[START OF SELECTED EXTRACT]

Generally Positive Reviews Overall
Like the feeling of the day after Christmas, the NFL Draft has once again come and gone. Perhaps because of the insane amount of buildup, the draft is always an exciting and cathartic moment for us hardcore Falcons and NFL fans. Some also feel a sense of slight depression, knowing that the true dead zone of football is on it’s way and the draft has come and gone for those that follow it so intensely for so long.
Even though it will take some time to digest the entirety of the draft, all the ramifications it may have, and what the final roster will look like going forward, it’s always fun to give a “quickfire, gut reaction” while the draft is still fresh in the mind. Most experts and sites are giving very positive grades to the Falcons, who addressed most of their needs and followed through on their promise to get bigger, stronger, and tougher along the two lines. Of course, no draft can ever be perfect and there were some certain head-scratchers, but overall this seems to be one of the better overall drafts in Dimitroff’s tenure. At least on paper.
Use any method or system to grade the Falcons draft. Give your opinions on each draft pick and overall grade.
The Cage’s Shaky Attempt
Jake Matthews – Offensive Tackle – Texas A&M
What’s there not to like about this pick? He was roundly considered the safest, and even the best, pick by many experts and draftniks. The Falcons made no secret that they valued a pass rusher in the form of Clowney or Khalil Mack, and likely made inquiries into moving up and trying to get one of them. Ultimately, they stayed the course for once, didn’t give up any draft picks, and took one of the best players in the entire draft. Greg Robinson had a higher ceiling and Taylor Lewan probably had more of a mean streak, but in terms of all-around value, versatility, production, and ready-potential, Matthews was the best of the bunch.

[END OF SELECTED EXTRACT]

▶ _REQUIRED TASK A_: According to the review of the Falcons draft, what did the Falcons promise to get along the two lines?

[START OF MATERIAL SHOWN]

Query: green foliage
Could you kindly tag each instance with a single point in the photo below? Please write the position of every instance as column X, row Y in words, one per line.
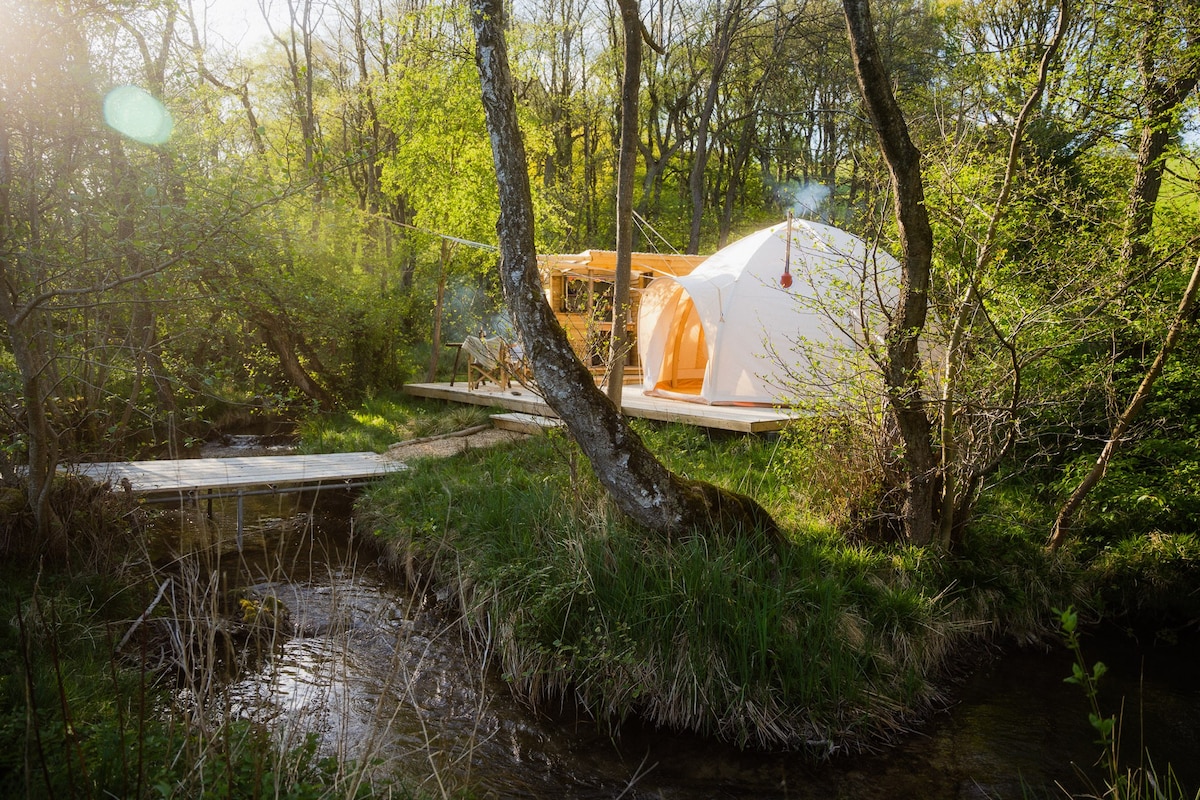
column 383, row 420
column 825, row 644
column 1147, row 579
column 1121, row 782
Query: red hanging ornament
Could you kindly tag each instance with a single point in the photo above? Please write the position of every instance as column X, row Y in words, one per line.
column 785, row 280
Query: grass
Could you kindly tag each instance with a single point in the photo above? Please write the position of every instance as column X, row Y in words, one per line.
column 825, row 645
column 382, row 421
column 109, row 689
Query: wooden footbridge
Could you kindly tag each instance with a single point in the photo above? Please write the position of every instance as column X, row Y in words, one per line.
column 237, row 475
column 240, row 476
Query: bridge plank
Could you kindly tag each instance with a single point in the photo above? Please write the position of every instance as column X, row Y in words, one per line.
column 202, row 474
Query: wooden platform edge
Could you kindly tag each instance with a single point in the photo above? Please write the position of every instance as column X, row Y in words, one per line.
column 520, row 422
column 724, row 417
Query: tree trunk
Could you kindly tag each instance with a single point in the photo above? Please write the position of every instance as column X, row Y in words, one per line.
column 639, row 483
column 1062, row 523
column 723, row 42
column 618, row 347
column 431, row 374
column 279, row 337
column 903, row 359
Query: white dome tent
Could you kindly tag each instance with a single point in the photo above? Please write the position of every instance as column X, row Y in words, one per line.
column 720, row 335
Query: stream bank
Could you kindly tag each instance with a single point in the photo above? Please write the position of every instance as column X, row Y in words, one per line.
column 381, row 674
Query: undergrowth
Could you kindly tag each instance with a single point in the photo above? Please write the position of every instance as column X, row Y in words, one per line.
column 382, row 421
column 825, row 645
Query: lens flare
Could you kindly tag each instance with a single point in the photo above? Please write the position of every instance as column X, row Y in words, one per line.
column 138, row 114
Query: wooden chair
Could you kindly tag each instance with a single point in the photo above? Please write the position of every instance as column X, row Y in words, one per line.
column 485, row 361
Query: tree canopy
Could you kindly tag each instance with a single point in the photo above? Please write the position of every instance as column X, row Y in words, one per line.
column 285, row 226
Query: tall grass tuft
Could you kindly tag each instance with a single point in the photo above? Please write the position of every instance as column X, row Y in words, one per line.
column 382, row 421
column 823, row 645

[END OF MATERIAL SHOWN]

▶ _REQUIRED TASK B_: Copy the records word for word, starting at the line that contains "Query: wooden chair" and ending with the last line of the records.

▶ _EXPECTED OUTPUT A_: Bigger, stronger, and tougher.

▶ _EXPECTED OUTPUT B_:
Query: wooden chair
Could you kindly tag each instance with a single point in the photo above? Please write the position of every instance as column X, row Y in words, one per line.
column 485, row 361
Query: tree canopy
Could you kindly tag each instance with a single point in the photo above? Please write the position of every instance as column X, row Y in words, one per line.
column 285, row 226
Query: tall grass tuft
Could you kindly tag each instance with a single point in the photo above? Please write the position of every instance as column X, row Y in words, one per line.
column 382, row 421
column 823, row 645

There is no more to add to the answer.